> [DATA PROVIDED]:
-----

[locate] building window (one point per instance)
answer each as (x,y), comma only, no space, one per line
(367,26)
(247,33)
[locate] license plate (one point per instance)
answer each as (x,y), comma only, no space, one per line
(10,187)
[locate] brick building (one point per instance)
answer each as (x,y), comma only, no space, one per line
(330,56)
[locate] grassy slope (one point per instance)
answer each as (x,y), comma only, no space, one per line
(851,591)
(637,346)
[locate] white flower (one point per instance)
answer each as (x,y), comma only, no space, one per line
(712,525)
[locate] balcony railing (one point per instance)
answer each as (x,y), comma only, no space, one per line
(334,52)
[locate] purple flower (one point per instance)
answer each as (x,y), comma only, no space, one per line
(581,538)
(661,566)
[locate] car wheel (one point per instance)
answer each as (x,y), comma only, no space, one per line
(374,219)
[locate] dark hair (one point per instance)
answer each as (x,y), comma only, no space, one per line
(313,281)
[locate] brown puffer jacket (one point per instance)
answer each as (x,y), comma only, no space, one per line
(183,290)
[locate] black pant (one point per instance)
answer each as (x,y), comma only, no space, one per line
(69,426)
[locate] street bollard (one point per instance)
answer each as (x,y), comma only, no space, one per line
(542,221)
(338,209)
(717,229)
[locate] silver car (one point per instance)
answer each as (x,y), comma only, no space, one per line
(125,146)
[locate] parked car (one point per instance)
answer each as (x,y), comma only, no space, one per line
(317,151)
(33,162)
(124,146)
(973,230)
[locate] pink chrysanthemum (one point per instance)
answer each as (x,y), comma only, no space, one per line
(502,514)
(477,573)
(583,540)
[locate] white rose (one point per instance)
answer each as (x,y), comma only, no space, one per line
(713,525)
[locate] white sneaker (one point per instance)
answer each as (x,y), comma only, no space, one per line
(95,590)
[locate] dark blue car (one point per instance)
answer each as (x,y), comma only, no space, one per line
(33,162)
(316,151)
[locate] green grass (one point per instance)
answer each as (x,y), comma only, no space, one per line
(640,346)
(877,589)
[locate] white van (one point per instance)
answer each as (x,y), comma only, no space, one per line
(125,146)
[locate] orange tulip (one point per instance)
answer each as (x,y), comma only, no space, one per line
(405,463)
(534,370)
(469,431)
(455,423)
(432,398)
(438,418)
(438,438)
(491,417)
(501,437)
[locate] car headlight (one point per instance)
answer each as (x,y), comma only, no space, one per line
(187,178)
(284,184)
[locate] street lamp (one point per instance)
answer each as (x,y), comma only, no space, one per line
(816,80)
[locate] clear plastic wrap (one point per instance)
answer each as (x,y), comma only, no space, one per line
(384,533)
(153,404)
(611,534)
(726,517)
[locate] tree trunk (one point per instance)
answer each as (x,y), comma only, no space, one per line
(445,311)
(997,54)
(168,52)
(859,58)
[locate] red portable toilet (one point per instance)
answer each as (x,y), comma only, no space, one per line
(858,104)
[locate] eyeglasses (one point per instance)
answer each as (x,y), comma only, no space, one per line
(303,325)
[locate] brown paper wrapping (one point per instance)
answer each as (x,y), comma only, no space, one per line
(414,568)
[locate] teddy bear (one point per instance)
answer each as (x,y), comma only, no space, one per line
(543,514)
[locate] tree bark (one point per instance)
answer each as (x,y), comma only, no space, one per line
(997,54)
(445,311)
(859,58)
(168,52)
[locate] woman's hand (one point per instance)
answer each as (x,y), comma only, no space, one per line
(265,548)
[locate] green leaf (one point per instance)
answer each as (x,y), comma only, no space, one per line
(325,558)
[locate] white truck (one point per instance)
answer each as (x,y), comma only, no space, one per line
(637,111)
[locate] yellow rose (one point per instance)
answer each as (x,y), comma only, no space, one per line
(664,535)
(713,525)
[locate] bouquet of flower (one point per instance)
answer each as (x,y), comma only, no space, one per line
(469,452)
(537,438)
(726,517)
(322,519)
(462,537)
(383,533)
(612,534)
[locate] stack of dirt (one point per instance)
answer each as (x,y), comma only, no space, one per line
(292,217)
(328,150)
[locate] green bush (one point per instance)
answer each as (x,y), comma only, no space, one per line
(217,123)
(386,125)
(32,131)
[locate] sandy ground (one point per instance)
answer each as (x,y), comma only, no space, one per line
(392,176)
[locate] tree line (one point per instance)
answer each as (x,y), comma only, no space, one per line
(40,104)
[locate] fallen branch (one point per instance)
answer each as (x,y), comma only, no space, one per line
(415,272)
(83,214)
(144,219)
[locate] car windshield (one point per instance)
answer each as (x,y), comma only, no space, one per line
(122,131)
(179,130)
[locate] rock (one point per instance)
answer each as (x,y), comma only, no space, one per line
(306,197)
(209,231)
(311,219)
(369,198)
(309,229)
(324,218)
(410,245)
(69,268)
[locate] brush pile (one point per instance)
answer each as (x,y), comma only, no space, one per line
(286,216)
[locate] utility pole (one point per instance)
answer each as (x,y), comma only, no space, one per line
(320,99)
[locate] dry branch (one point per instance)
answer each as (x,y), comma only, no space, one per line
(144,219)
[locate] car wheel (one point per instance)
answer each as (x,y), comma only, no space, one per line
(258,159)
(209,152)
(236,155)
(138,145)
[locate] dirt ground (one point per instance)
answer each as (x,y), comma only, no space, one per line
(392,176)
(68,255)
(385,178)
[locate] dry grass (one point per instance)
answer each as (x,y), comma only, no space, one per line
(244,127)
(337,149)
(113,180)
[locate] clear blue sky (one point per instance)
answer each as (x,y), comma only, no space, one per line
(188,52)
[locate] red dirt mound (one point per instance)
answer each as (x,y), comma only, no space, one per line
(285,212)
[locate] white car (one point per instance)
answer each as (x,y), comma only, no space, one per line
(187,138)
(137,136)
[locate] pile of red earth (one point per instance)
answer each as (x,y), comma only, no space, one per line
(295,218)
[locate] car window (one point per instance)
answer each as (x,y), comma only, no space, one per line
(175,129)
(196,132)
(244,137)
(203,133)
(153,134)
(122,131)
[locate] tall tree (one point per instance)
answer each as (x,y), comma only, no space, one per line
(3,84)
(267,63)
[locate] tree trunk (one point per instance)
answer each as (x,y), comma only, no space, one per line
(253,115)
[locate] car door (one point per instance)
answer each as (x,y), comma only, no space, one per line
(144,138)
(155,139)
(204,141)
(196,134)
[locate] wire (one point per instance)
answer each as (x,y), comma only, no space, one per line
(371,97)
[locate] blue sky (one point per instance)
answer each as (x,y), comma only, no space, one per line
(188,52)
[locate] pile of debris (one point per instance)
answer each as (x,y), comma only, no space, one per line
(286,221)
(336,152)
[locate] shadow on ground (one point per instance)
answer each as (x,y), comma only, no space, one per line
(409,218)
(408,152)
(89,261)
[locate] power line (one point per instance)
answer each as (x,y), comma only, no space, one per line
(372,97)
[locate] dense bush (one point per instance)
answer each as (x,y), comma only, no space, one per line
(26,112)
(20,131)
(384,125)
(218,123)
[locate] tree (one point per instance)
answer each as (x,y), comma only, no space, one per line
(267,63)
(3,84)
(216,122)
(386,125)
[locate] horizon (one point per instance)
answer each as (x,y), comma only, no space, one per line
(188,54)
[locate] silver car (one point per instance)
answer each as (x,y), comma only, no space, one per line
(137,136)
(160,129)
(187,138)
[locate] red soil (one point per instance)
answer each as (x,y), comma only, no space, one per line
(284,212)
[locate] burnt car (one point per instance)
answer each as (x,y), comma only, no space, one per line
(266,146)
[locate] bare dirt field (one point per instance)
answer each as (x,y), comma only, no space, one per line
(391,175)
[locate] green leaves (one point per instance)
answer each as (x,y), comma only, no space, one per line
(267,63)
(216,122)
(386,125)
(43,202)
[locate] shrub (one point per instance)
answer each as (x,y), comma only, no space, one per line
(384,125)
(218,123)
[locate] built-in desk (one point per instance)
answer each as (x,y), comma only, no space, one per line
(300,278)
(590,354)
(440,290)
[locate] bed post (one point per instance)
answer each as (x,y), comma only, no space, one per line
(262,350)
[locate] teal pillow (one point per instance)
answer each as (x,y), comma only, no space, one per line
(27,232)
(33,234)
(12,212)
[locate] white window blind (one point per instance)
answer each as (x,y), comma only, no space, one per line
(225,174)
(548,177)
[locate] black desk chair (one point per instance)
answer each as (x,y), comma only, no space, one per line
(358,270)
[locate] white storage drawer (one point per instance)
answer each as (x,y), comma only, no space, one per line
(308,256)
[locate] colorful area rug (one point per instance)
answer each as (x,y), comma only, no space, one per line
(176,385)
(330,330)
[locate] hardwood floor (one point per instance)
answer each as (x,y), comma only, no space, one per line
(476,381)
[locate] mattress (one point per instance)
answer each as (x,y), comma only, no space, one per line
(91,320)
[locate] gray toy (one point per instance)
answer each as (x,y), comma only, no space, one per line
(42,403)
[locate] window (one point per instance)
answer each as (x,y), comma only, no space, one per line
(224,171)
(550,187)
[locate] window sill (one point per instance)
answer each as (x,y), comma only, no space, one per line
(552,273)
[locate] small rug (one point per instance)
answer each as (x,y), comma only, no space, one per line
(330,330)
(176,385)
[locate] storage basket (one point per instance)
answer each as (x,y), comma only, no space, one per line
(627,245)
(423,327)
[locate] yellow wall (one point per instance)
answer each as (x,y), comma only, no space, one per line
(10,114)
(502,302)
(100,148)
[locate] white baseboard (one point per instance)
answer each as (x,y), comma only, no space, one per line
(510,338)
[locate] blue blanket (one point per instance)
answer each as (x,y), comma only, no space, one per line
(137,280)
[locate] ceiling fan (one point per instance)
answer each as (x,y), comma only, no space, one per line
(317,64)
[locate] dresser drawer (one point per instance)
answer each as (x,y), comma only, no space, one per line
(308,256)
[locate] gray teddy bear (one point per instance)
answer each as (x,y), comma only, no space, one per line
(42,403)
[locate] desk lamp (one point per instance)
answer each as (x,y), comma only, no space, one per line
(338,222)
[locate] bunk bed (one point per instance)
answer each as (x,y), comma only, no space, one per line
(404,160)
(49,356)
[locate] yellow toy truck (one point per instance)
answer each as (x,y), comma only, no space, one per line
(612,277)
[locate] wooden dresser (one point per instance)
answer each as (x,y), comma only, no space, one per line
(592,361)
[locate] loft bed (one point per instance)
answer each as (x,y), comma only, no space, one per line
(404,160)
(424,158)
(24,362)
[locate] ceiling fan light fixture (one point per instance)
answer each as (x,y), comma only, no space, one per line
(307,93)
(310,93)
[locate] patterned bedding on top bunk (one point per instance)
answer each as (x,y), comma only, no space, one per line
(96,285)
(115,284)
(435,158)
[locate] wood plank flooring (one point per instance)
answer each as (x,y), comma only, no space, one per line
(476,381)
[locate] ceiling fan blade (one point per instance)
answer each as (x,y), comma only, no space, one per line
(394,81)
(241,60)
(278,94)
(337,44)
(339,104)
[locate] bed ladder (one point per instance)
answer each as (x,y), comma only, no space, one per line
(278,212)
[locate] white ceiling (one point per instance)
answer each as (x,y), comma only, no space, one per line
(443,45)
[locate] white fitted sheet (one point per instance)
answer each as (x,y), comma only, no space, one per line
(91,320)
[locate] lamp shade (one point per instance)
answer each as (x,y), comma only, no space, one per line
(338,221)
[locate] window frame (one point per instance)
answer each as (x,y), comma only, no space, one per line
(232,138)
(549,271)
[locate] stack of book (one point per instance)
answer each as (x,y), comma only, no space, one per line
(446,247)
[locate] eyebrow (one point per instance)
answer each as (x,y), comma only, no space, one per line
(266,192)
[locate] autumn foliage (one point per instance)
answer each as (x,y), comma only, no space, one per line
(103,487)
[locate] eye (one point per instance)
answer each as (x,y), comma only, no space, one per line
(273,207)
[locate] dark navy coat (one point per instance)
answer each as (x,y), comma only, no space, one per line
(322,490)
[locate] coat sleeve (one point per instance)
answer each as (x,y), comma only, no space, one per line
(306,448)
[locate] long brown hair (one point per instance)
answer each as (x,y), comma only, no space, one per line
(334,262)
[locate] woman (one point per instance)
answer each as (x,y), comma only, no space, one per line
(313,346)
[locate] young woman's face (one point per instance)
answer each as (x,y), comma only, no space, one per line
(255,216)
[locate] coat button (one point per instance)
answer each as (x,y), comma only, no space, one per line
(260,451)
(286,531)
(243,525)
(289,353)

-----

> [EXERCISE OBJECTIVE]:
Reproduce only those lines of the entries above that run from the line with "[locate] autumn foliage" to the final line.

> [TASK RESPONSE]:
[locate] autumn foliage (one point per instance)
answer each as (x,y), comma only, no space, one per line
(103,487)
[locate] eye (one point per instance)
answer each as (x,y), comma only, no space, one per line
(273,207)
[locate] dark navy coat (one point per instance)
answer each as (x,y), comma only, no space, one per line
(322,490)
[locate] coat sleeve (one point per instance)
answer each as (x,y), comma only, no space, one per line
(306,448)
[locate] long brown hair (one point per instance)
answer each as (x,y), comma only, no space, one per line
(334,262)
[locate] woman (one point per instance)
answer each as (x,y), comma only, no space, one per line
(313,346)
[locate] young woman's face (one point per instance)
answer each as (x,y), comma only, no space, one per line
(255,216)
[locate] coat button (one point per instance)
answer each as (x,y), comma only, no space, one per line
(260,451)
(286,531)
(243,525)
(289,353)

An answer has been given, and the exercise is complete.